**Task directions:** Output the material beneath exactly, leaving nothing out.
━━━
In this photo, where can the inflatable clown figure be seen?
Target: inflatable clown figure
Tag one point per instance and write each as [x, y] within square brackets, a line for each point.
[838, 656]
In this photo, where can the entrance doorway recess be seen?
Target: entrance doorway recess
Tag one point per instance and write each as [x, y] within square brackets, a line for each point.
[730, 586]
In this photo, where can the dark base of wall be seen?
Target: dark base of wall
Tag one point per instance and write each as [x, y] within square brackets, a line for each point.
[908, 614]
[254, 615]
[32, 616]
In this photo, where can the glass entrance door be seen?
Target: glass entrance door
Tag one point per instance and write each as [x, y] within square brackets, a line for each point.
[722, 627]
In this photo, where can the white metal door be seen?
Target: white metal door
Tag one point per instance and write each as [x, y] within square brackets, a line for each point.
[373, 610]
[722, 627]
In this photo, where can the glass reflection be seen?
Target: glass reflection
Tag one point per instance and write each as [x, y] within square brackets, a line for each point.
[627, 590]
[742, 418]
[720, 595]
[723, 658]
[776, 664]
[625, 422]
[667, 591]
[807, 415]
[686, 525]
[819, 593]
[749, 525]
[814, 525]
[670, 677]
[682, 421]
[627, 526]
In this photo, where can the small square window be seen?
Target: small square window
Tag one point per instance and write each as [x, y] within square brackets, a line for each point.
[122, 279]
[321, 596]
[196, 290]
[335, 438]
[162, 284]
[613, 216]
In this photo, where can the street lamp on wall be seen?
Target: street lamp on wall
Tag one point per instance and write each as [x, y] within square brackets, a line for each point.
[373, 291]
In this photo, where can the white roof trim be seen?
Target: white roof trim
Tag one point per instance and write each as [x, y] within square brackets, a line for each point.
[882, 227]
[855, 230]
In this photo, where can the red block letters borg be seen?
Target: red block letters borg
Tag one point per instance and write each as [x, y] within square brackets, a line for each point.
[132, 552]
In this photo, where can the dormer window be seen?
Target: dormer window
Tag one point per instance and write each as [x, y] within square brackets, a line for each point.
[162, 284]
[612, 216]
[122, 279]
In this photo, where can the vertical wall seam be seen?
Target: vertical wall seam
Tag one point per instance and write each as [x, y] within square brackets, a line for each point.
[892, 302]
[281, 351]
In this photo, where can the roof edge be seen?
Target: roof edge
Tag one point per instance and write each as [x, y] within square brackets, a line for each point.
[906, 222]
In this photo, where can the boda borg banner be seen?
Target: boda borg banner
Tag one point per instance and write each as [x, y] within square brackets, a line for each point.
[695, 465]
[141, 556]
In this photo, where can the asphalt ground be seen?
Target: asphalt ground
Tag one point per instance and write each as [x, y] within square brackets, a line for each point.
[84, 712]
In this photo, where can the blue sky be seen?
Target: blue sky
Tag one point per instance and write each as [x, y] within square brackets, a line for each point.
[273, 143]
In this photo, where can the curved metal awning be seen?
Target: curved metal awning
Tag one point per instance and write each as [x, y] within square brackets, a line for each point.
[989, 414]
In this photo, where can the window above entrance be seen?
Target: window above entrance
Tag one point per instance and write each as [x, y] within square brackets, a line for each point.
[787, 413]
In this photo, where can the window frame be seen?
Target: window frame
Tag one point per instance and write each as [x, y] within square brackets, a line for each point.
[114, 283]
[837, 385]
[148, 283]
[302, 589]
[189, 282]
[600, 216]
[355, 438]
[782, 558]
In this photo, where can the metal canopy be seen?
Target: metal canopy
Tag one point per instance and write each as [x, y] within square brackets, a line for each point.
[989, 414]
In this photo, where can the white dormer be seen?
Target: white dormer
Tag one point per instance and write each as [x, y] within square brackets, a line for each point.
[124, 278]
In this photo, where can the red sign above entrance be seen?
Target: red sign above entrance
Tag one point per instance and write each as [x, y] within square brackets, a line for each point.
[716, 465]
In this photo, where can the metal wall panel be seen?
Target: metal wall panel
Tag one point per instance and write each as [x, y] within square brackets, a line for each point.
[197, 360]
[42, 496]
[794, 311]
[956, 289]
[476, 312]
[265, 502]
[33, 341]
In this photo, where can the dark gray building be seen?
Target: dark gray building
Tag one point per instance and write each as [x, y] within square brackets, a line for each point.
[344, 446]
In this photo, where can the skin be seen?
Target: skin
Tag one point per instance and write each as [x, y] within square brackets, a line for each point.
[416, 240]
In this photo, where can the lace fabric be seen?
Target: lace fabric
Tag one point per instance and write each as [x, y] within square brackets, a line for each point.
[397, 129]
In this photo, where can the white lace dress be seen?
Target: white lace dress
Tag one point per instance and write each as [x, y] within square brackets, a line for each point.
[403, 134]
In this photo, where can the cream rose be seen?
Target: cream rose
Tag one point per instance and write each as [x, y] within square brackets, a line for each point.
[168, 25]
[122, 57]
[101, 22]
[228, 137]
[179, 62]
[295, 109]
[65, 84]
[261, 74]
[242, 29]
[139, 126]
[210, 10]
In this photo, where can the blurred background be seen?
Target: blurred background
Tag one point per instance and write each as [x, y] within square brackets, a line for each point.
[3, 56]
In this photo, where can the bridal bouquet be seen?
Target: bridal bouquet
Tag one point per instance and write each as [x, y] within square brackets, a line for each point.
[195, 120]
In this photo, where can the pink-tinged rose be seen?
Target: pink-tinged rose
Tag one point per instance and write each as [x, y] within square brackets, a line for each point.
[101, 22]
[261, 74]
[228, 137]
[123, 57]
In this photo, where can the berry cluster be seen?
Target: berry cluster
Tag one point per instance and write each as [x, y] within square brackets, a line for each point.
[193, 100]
━━━
**Task output:**
In this photo, where can the inflatable clown figure be seen?
Target: inflatable clown figure
Tag one point per instance and write each as [x, y] within square brackets, a line for each point.
[838, 656]
In this photo, where can the entrance doorway recess be seen?
Target: entrance doorway recess
Tag one point per instance and write each as [x, y] within square brackets, a line for each point.
[730, 586]
In this photo, where can the dark base of wall be seen?
Target: dark base of wall
Tag one point per instance and write each as [x, y] within square brackets, a line for each point.
[908, 614]
[254, 615]
[32, 616]
In this photo, where can the glass entrance door be seen?
Target: glass entrance door
Tag one point per instance and write each as [x, y] within square brackets, a line for each point.
[722, 627]
In this photo, where can the white metal door be seen?
Target: white metal door
Tag one point per instance and write each as [x, y] within square brackets, a line for each point.
[373, 610]
[722, 627]
In this photo, where can the glass reflection be seen?
Target: glass reflection
Tag one point per instance and write each as [x, y] within square brackets, a line for each point.
[627, 590]
[742, 418]
[720, 595]
[723, 658]
[776, 664]
[625, 422]
[667, 591]
[807, 415]
[686, 525]
[819, 593]
[749, 525]
[814, 525]
[670, 677]
[682, 421]
[627, 526]
In this photo, where can the small square window be seen?
Target: small square window
Tag one point per instance and write each as [x, y] within square brackets, a line for each point.
[122, 279]
[321, 596]
[196, 290]
[335, 438]
[162, 284]
[613, 216]
In this photo, where can the street lamp on wall be seen?
Target: street lamp on wall
Tag one point per instance and write each as [x, y] within square brackets, a line for each point.
[373, 291]
In this photo, where can the white roof trim be seen?
Target: white roof trim
Tag one point per instance and write each as [x, y] within square brackets, a line for each point.
[882, 227]
[855, 230]
In this photo, where can the red block letters borg be seen?
Target: red block letters borg
Tag one point per instance and write each as [x, y] within square brackets, a line for each point.
[132, 552]
In this photo, where can the dormer window be seen?
Target: dormer window
Tag one point per instance and write each as [x, y] within square brackets, a line for each point.
[162, 284]
[612, 216]
[122, 279]
In this photo, where can the vertical wall seam be seen?
Target: vertical wall seam
Tag one point per instance and write each as [x, y] within square brackets, a line for each point.
[892, 302]
[281, 351]
In this photo, where can the roof edge be seen?
Target: roof edge
Tag one point per instance and write each as [x, y] within square brackets, a line for each point.
[906, 222]
In this photo, where can the boda borg banner be seen?
Target: boda borg banner
Tag one point per instance and write each as [x, y] within square brackets, a line for each point.
[695, 465]
[141, 556]
In this photo, where can the asphalt ground be seen?
Target: asphalt ground
Tag one point per instance and write each as [x, y] within square brackets, a line for each point.
[84, 712]
In this photo, where can the blue sky be seen?
Target: blue sky
Tag one point per instance and write each as [x, y] within square brackets, a line for each point.
[273, 143]
In this photo, where can the curved metal awning be seen?
Target: curved metal awning
Tag one point per instance and write each as [x, y] within square brackets, a line for each point.
[989, 414]
In this photo, where can the window above entrance be seen?
Target: window above entrance
Tag one point per instance and write each as [x, y] within square brackets, a line for each point.
[787, 413]
In this photo, where can the window frame be seen?
Target: window frame
Tag one point per instance and write each as [x, y] within square brackets, a line for each point.
[114, 283]
[837, 385]
[148, 283]
[302, 589]
[189, 282]
[600, 216]
[355, 438]
[782, 558]
In this photo, where can the metal canopy be seen?
Target: metal canopy
Tag one point per instance and write each as [x, y] within square brackets, a line for each point.
[989, 414]
In this photo, where can the white dormer be seen?
Target: white dormer
Tag one point per instance and write each as [x, y] within square brackets, a line for each point.
[124, 278]
In this photo, where can the red sign above entrance be seen?
Target: red sign above entrance
Tag one point per instance and write each as [x, y] within square brackets, a line for each point.
[716, 465]
In this photo, where can the metal wall panel be seen?
Target: metal wall panel
Tag one point per instance and write each as [x, y] within square brackets, a line for each point.
[197, 360]
[42, 496]
[794, 311]
[956, 289]
[476, 312]
[265, 502]
[33, 341]
In this photo, where can the dark gray building be seen?
Target: dark gray building
Tag one point per instance and write each as [x, y] within square brackets, a line for each point.
[344, 446]
In this photo, where can the skin be seen?
Target: skin
Tag one point per instance and write each as [x, y] within square brackets, a line for each point.
[416, 240]
In this photo, where can the lace fabric be seen?
Target: lace fabric
Tag one point per instance and write each as [x, y] within square brackets, a line for each point.
[397, 129]
In this photo, where can the white lace dress be seen?
Target: white lace dress
Tag one point per instance and write each as [x, y] within square brackets, a line for each point.
[403, 134]
In this photo, where can the cream rose be seen?
Target: cream rose
Tag one point per instance and write each as [x, y] within square brackets, a line for each point.
[168, 25]
[122, 57]
[101, 22]
[228, 137]
[179, 62]
[295, 109]
[65, 84]
[261, 74]
[242, 29]
[139, 126]
[210, 10]
In this photo, where can the blurred background be seen?
Target: blurred background
Tag one point per instance and write each as [x, y] within square brackets, a line for each point.
[3, 56]
In this photo, where can the bridal bouquet be seen?
Target: bridal bouquet
Tag one point per instance and write each as [x, y] within square brackets, a line for each point.
[195, 120]
In this photo, where can the pink-tinged rose be seen?
Target: pink-tinged rose
Tag one point per instance and write each as [x, y] within square brackets, a line for each point.
[101, 22]
[261, 74]
[228, 137]
[123, 57]
In this photo, where can the berry cluster be seen?
Target: berry cluster
Tag one point per instance and write each as [x, y] within square brackets, a line for each point.
[193, 100]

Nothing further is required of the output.